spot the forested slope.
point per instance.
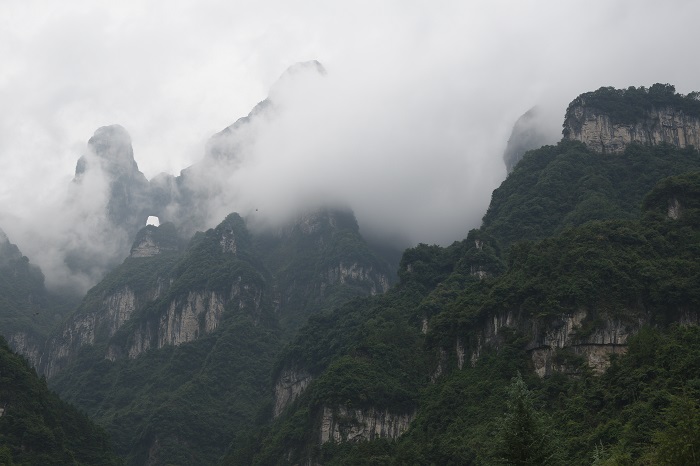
(609, 287)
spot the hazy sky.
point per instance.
(411, 125)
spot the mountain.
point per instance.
(609, 119)
(563, 331)
(527, 134)
(582, 279)
(191, 199)
(36, 427)
(187, 334)
(28, 311)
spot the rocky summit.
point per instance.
(563, 330)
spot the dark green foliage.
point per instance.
(556, 187)
(197, 394)
(631, 105)
(308, 261)
(36, 427)
(26, 306)
(601, 250)
(525, 436)
(185, 404)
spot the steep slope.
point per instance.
(177, 337)
(608, 120)
(28, 311)
(568, 184)
(36, 427)
(366, 373)
(417, 376)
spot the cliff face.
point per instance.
(341, 424)
(547, 337)
(602, 133)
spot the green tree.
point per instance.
(525, 436)
(678, 443)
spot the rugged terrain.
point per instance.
(574, 306)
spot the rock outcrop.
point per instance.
(608, 120)
(290, 384)
(550, 335)
(341, 424)
(600, 133)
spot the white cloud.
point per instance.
(409, 128)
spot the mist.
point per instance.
(407, 127)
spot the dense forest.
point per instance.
(36, 427)
(563, 331)
(635, 264)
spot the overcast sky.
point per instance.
(424, 93)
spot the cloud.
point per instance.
(408, 127)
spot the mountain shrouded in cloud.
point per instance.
(88, 225)
(316, 141)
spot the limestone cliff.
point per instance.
(342, 424)
(289, 385)
(594, 344)
(609, 120)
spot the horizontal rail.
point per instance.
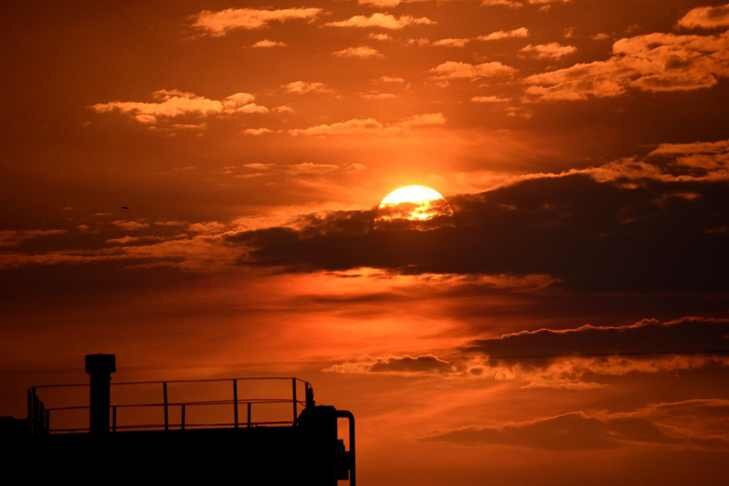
(216, 425)
(180, 404)
(43, 422)
(172, 382)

* **Work required**
Say how many lines in the records hold the string "cliff". Give no other words.

* **Solution to this problem**
2